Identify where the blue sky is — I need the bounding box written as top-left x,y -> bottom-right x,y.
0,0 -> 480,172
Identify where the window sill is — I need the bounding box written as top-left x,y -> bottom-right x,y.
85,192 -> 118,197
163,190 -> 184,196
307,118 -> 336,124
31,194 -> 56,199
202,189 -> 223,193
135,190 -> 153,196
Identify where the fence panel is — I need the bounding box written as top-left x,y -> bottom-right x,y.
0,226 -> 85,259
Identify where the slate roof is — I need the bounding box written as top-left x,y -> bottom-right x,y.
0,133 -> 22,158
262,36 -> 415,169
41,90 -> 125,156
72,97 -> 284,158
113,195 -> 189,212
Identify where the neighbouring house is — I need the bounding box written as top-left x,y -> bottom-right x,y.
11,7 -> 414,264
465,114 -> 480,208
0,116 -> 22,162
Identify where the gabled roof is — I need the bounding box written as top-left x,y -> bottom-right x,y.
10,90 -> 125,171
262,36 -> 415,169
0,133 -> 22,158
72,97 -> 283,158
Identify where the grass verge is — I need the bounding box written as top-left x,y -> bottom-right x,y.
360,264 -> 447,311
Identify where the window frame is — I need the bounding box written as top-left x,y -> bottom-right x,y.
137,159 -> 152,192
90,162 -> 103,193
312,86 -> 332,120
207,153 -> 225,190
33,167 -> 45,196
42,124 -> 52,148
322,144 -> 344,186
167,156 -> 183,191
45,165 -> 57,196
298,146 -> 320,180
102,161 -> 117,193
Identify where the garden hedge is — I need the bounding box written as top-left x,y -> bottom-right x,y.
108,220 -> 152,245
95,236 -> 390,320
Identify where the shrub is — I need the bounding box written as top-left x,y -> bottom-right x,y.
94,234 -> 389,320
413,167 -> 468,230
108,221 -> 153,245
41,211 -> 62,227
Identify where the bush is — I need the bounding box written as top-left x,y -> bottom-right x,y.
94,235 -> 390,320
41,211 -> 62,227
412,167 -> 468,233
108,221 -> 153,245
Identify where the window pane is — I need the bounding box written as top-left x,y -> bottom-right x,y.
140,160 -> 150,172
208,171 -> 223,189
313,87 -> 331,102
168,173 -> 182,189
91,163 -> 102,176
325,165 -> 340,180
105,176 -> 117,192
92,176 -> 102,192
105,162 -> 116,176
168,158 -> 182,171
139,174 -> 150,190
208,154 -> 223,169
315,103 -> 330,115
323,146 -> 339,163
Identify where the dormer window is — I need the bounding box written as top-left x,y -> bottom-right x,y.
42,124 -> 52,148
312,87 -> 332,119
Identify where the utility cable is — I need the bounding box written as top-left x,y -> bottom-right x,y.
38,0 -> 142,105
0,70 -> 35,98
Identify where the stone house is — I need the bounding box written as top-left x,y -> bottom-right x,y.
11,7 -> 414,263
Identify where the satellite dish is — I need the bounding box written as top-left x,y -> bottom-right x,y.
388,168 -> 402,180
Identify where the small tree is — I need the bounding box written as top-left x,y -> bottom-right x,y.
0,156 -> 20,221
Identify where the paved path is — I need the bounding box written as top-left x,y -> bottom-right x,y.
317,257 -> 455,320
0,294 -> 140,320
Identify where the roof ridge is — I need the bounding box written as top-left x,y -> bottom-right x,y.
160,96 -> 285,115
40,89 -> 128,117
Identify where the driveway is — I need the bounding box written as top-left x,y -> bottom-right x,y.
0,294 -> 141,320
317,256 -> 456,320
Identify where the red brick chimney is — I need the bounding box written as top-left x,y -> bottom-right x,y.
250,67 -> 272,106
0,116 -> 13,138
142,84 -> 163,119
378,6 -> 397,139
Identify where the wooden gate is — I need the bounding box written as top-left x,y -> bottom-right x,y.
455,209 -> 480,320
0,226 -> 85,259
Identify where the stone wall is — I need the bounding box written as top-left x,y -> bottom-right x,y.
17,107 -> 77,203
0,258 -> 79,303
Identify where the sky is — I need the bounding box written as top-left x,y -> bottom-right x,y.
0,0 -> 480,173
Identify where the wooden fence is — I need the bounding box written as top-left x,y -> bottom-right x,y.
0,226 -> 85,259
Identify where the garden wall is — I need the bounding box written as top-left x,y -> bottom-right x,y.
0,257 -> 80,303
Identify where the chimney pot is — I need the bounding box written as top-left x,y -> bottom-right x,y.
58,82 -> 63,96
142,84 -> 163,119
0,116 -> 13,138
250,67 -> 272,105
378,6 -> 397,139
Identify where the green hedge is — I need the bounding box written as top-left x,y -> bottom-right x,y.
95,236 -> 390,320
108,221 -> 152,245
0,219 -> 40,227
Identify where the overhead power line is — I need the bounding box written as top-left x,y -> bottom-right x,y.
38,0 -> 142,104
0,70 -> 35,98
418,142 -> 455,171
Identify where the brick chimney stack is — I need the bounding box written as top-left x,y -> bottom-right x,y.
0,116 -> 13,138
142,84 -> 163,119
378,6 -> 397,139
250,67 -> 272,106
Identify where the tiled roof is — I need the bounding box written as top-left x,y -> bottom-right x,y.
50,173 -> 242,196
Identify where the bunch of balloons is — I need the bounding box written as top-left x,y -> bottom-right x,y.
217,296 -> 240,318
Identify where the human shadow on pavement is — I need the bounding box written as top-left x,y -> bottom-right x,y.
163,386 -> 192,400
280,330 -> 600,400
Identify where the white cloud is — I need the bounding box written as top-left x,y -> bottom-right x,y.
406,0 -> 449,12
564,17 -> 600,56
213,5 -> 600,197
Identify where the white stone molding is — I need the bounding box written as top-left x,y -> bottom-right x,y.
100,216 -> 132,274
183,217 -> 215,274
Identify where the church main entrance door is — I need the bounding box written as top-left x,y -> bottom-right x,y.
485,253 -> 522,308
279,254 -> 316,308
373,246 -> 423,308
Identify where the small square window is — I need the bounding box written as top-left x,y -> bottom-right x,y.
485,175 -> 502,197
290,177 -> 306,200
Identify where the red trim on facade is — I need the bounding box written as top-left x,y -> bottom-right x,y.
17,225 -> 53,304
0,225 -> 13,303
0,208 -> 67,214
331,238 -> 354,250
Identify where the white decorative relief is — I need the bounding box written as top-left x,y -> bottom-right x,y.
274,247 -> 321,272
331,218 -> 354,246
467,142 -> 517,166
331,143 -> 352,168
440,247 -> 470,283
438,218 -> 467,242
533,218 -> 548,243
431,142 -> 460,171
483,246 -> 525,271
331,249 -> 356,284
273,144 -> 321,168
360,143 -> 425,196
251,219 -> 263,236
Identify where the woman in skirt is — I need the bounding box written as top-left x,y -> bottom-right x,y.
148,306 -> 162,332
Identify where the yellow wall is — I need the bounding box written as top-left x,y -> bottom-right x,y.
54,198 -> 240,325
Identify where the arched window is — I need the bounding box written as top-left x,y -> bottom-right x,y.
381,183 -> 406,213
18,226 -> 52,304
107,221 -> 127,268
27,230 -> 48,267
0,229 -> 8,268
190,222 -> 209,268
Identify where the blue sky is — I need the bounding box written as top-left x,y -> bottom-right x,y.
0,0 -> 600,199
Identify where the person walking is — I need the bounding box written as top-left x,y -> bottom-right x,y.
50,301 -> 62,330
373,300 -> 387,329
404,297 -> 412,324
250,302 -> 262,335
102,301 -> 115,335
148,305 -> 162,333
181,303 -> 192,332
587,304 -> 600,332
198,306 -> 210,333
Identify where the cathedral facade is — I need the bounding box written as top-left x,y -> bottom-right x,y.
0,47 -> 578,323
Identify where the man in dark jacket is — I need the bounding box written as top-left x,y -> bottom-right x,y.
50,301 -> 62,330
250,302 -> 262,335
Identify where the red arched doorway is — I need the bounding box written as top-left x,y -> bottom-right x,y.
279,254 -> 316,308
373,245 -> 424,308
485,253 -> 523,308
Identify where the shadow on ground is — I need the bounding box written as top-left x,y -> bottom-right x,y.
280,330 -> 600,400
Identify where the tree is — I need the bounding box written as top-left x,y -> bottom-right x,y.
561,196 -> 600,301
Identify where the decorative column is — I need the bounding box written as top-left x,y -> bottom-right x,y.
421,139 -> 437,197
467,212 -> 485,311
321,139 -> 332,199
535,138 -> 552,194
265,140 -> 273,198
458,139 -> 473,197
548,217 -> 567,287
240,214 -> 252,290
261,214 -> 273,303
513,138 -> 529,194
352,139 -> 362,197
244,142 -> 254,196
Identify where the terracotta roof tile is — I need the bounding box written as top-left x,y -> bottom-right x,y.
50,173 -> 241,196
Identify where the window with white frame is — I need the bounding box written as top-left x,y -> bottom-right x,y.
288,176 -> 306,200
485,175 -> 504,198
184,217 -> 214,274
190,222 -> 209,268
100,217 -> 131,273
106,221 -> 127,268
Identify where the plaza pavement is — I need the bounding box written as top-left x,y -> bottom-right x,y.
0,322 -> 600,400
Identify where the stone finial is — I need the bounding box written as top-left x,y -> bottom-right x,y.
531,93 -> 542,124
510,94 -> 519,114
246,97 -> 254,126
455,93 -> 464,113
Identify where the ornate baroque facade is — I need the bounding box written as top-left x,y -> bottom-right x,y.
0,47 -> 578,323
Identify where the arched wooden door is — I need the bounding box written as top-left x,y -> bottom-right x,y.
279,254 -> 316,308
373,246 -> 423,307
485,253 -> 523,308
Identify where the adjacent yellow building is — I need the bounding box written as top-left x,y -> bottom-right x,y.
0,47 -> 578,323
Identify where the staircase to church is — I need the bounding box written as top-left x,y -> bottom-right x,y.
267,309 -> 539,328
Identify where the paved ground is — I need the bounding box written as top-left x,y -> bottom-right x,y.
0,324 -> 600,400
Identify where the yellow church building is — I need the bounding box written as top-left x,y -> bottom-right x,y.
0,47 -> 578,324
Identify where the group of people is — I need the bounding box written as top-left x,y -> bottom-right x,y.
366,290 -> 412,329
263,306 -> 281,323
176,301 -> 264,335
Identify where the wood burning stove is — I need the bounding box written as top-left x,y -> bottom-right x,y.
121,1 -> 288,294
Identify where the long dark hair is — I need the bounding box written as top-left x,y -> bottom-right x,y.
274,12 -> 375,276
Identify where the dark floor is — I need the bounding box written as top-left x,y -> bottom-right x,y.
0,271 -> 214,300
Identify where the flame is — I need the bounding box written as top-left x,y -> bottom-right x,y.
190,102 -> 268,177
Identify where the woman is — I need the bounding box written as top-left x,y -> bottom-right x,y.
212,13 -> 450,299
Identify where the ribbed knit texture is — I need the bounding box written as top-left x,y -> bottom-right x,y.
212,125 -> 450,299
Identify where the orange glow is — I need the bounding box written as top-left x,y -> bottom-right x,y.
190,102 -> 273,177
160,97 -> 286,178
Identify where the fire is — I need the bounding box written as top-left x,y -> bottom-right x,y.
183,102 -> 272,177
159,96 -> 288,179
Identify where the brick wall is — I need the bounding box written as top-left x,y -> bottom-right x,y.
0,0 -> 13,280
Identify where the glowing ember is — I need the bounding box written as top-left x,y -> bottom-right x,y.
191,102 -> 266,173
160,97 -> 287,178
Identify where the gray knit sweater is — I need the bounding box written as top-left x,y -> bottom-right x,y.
- - - - -
:: INSTRUCTIONS TO FOLLOW ::
Starting at the line that contains "Identify where the ribbed", repeat each line exactly through the last one in the listing. Include both of those lines and nothing more.

:: THE REPLY ::
Identify where the ribbed knit texture is — I need the bounding box written as top-left x,y -> bottom-right x,y.
212,125 -> 450,299
Identify where the orange glow is — I need the bounding box written as top-left x,y -> bottom-right x,y.
190,102 -> 273,177
160,97 -> 286,178
Identify where the fire is — I need the bounding box written as top-left x,y -> bottom-right x,y.
183,102 -> 272,177
159,96 -> 288,179
Identify where the brick wall is — I need the bounding box written as top-left x,y -> bottom-right x,y.
0,0 -> 13,280
Identify where the glowing ember is — I need the bounding box written as top-left x,y -> bottom-right x,y.
191,102 -> 266,173
160,97 -> 287,178
Identify where the gray knit sweater is — I need the bounding box written as top-left x,y -> bottom-right x,y.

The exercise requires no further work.